• Job:
Please return the full listing below without altering anything.

• Material provided:
** start **
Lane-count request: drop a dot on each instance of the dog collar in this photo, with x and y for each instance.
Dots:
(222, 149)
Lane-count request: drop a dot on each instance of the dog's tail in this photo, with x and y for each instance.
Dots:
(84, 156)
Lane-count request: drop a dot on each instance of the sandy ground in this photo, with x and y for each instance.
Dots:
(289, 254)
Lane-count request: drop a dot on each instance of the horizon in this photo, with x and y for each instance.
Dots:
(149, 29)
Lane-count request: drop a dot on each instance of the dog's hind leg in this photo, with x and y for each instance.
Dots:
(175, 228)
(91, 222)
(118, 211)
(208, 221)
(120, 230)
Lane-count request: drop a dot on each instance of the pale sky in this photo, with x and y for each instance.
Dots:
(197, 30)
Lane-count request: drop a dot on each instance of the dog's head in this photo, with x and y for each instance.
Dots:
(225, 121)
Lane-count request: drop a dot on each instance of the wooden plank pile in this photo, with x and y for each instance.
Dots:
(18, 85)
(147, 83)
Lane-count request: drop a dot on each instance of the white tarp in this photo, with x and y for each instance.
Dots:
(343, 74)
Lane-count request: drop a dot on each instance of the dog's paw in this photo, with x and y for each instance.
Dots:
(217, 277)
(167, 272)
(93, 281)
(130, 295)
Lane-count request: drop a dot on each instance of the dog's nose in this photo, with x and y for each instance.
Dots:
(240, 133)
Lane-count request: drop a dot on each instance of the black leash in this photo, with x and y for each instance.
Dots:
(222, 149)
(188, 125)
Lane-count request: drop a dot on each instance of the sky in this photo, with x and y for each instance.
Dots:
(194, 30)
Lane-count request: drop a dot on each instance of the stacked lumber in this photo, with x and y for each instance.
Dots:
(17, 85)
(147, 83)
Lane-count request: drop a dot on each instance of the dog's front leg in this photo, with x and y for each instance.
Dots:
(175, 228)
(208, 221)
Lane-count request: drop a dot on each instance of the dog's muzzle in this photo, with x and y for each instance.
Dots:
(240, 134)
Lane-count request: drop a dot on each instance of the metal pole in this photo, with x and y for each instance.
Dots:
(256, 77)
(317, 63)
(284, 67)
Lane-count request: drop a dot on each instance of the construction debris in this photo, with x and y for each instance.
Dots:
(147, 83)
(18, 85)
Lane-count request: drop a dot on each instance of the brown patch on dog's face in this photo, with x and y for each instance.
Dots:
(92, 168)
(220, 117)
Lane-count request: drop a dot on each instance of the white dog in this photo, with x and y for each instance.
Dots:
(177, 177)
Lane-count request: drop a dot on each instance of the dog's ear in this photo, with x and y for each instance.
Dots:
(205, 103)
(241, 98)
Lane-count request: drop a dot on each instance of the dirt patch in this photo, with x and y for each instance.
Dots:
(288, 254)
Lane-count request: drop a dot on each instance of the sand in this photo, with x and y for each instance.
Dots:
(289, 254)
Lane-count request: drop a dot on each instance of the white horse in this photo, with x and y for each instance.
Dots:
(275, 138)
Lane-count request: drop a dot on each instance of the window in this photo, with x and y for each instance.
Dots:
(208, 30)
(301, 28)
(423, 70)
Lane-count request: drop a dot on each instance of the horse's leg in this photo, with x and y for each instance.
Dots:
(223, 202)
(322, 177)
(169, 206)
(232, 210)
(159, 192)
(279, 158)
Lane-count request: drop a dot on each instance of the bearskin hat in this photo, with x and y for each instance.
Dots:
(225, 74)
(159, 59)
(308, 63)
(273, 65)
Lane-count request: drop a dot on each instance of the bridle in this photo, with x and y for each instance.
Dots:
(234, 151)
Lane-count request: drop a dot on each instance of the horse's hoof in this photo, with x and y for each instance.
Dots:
** end **
• Full answer:
Lane-count request: drop a dot on each instance of the dog collar in this photo, with x and y for each instance.
Dots:
(222, 149)
Lane-count request: drop a dot on each instance of the dog's tail in this photo, with x and y for each instance.
Dots:
(84, 156)
Lane-count request: drop a dot on each instance of the sandy ground in this photo, with x and y for each instance.
Dots:
(289, 254)
Lane-count request: drop a dot on each instance of the horizon in this photo, with x and y for each instance.
Dots:
(149, 29)
Lane-count request: drop a dot on each instance of the dog's hind leg in this photo, with x and y for each instance.
Dots:
(175, 228)
(91, 222)
(118, 211)
(208, 221)
(120, 230)
Lane-count request: drop a dot on each instance of the pale sky in this photo, with x and y for each instance.
Dots:
(197, 30)
Lane-count request: drop a dot on each instance of the dog's head in this photo, with x and y for each instance.
Dots:
(225, 121)
Lane-count request: drop a dot on each instance of the wooden plank pile in this photo, with x and y for each instance.
Dots:
(18, 85)
(147, 83)
Lane-count request: drop a dot on each instance of the white tarp in this photo, with x and y for each instance.
Dots:
(343, 74)
Lane-count request: drop a dot on each instance of the dog's paw in this photo, with x and y for each instance.
Dots:
(217, 277)
(167, 272)
(93, 281)
(130, 295)
Lane-count request: drop a dot on each instance of the dog's nose in this photo, with x and y for each instance.
Dots:
(240, 133)
Lane-count request: drop a dot on each instance of the black leash in this photo, with x and y for each instance.
Dots:
(222, 149)
(188, 125)
Lane-count request: drop a dot on each instance of the sky in this photo, with x and y for each instance.
Dots:
(194, 30)
Lane-count request: drop a dot on each instance of the stacked lumber in this photo, with x and y for each instance.
Dots:
(17, 85)
(147, 83)
Lane-count request: drop a dot on each instance of the dog's front leg in this photo, with x and y for each instance.
Dots:
(175, 228)
(208, 221)
Lane-count request: drop a dot on each instance of the dog's muzzle in this photo, with x and y for each instance.
Dots:
(240, 134)
Lane-count request: drop a dot on each instance of the metal pole in this photo, with x and y for each instance.
Dots:
(256, 77)
(317, 63)
(284, 67)
Lane-count request: drop a dot on each instance of the construction debris in this photo, with x and y for each instance.
Dots:
(147, 83)
(18, 85)
Lane-count request: drop a dot on each instance of the brown patch on dog's face in this photo, with x and y for each instance.
Dots:
(92, 168)
(220, 117)
Lane-count request: drop a dot on each instance of the white dog in this photo, with x and y for each instance.
Dots:
(177, 177)
Lane-count request: drop a dot on each instance of the dog's ear in this photo, with x and y for each instance.
Dots:
(205, 103)
(241, 98)
Lane-count request: drop a dot on each instance of the dirt patch in this photo, with x and y for each instance.
Dots:
(288, 254)
Lane-count request: drop a dot on each instance of the sand in this photo, with x and y for each instance.
Dots:
(289, 254)
Lane-count request: drop a dot on each instance of the white horse in this photo, with x and y for each instance.
Dots:
(275, 138)
Lane-count request: drop a dot on each instance of the window in this photo, with x and y for each instance.
Dots:
(208, 30)
(301, 28)
(423, 70)
Lane-count request: drop a dot on each instance of the horse's leg in this photo, with x and y for each instance.
Dots:
(223, 202)
(322, 177)
(169, 206)
(232, 210)
(159, 192)
(279, 158)
Lane-count request: drop a dot on each instance of the bearskin hat in this photo, with x and y for each instance.
Dots:
(225, 74)
(159, 59)
(308, 63)
(273, 65)
Lane-count request: drop a dot on each instance of the bridle in this photo, with x and y for each instance.
Dots:
(234, 151)
Lane-count request: drop a dot on each instance of the horse's hoof in this photo, with x and y for each instance.
Dots:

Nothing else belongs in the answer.